→ YOUR OBJECTIVE
Please copy out the material below with every "Category" swapped for "Label" and nothing else changed. Leave the pictures out.

RECORDS FOR THIS TASK start

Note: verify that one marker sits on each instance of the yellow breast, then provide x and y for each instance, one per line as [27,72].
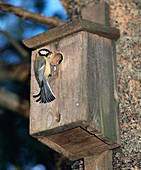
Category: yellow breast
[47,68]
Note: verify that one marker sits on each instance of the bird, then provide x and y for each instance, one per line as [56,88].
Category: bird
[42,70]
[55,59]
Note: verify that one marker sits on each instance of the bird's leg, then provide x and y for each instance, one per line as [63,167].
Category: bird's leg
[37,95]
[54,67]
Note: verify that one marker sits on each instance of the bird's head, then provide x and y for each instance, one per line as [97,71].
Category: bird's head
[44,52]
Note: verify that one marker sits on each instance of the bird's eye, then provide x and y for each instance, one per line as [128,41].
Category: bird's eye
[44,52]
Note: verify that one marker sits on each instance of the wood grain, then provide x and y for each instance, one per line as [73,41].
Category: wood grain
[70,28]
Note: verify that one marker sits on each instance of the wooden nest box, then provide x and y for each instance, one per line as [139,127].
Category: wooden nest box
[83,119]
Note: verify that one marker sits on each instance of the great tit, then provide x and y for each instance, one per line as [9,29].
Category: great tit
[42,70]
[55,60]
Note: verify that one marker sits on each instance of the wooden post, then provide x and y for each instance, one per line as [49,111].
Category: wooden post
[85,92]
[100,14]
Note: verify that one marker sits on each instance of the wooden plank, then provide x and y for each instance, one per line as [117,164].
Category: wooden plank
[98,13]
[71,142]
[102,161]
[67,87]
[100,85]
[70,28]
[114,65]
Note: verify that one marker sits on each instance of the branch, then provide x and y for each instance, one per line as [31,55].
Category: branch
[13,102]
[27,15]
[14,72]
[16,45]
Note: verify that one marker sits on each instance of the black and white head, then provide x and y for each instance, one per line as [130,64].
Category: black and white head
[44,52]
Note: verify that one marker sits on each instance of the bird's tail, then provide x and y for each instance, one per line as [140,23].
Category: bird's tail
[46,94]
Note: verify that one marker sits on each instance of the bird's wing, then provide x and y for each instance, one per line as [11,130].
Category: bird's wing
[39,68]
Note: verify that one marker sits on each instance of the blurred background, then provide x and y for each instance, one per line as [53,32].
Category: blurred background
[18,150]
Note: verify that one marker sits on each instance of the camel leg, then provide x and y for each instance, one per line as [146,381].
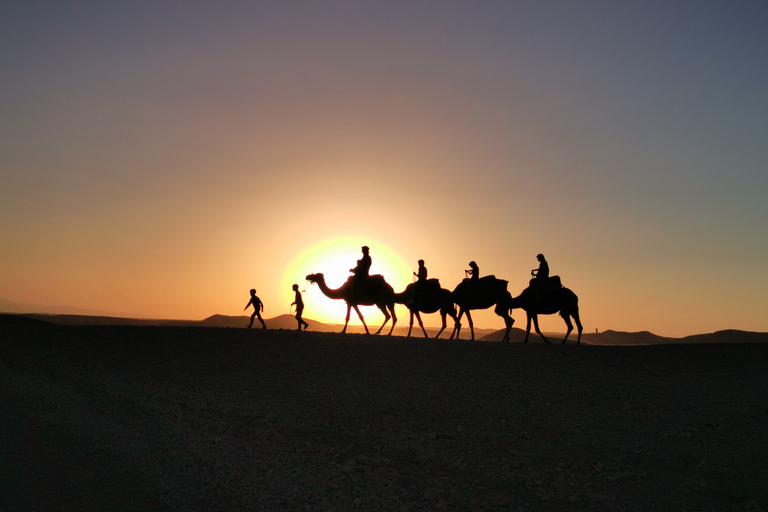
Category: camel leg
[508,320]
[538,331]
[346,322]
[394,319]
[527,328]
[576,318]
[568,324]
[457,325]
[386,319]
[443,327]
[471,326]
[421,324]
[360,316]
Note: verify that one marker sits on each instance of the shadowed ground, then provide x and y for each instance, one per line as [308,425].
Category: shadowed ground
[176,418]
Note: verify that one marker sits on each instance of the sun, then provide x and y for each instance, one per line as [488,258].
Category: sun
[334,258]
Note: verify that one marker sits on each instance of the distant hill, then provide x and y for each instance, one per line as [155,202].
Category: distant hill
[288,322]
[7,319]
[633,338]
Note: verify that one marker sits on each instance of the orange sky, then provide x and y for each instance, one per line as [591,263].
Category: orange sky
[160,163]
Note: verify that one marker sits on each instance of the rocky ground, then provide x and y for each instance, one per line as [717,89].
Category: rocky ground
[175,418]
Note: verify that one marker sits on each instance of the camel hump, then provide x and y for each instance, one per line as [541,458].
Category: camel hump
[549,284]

RECORDS FOR THIS TASK end

→ SOLUTION
Note: verify that one marker sits on each instance of the yellow breast, then provide x and y for each instance, one per line as [27,72].
Label: yellow breast
[47,68]
Note: verify that one marker sits on each instance of the bird, then provide x and y for each instance, one per line as [56,88].
Label: bird
[42,70]
[55,59]
Note: verify that one marker sits on each instance of the bird's leg, then provide x and y for each instance, one per line as [63,167].
Label: bird's leg
[37,95]
[54,67]
Note: verify that one marker sits on each instance of the bird's head, then provide x and y for each instance, one per line as [97,71].
Label: bird's head
[44,52]
Note: verify that one marker sits on each instance of the bird's eye, then provide x and y for each instance, one per line as [128,41].
Label: bird's eye
[44,52]
Note: verify that one marker sits on each instance of the wood grain, then provide x and y for each instance, one per line as [73,41].
Label: wood grain
[70,28]
Note: verify that one marker sits on each instance of the wooden nest box, then provide x and y for each instance, one per line as [139,127].
Label: wooden nest box
[83,119]
Note: verify that one marker sits on each instance of the great tit, then provide x and y for each instance, one per line as [9,29].
Label: great tit
[42,70]
[55,60]
Note: verify that one marker sits on each instance of the wooden post, then provide x and y for each instance, one per line as [49,111].
Label: wooden post
[85,92]
[100,14]
Note: verify that one marker sits on each instance of the wooden plank, then provide x and y for each instance, one per line as [117,164].
Label: wooden plank
[98,13]
[71,142]
[102,161]
[67,87]
[100,85]
[70,28]
[114,65]
Note: verify that one marker sits on each instance of the branch, then provide x and y for each instance, one per line as [31,55].
Label: branch
[13,102]
[27,15]
[14,72]
[16,45]
Note: verify that one marker sits on each instance of the black and white head, then provide x and y for each instance, one per line as [130,64].
Label: black and white head
[44,52]
Note: verify that one marker sits on each instance of the bird's tail, then provide x and y for each instance, one per line as [140,23].
Label: bird's tail
[46,94]
Note: verify that one marker sits on each instance of the bird's wing, then provide x and y for each instance, one per line as [11,130].
Label: bird's wing
[39,68]
Note: verify that one marker sits on each instance of the blurred background, then provide x and y for each instance, one per line as [53,32].
Label: blurred background
[18,150]
Note: verify that one marker sits on each instance of the camel leg, then provide x and y for each instance, one per line as [146,381].
Label: camel leg
[508,320]
[538,331]
[346,322]
[394,319]
[527,328]
[576,318]
[568,324]
[457,325]
[386,319]
[443,327]
[471,326]
[421,324]
[360,316]
Note: verify that one marker sits on each instance of the shadowed ground, then provide x and y for each instance, one per line as [308,425].
Label: shadowed ground
[176,418]
Note: verify that one marker sits on each instance of the sun, then provide x and y for each instance, one per line as [488,258].
Label: sun
[334,258]
Note: verify that one marker sits on each instance of the distant hill, then provide x and y for each instance, one per line as [155,202].
Label: distant hill
[288,322]
[7,319]
[633,338]
Note: verify that one marker sits on each instance of the orange sky, then provide x and y for each instance, one per line as [591,263].
Label: orange sky
[160,163]
Note: verify that one marker sits on each instance of the rocky ground, then provide x and y for each instance, one per line as [717,89].
Label: rocky ground
[175,418]
Note: verify that one marker sits on each instance of the camel hump, then provide x and y for each instance, one per line as [541,458].
Label: camel hump
[549,284]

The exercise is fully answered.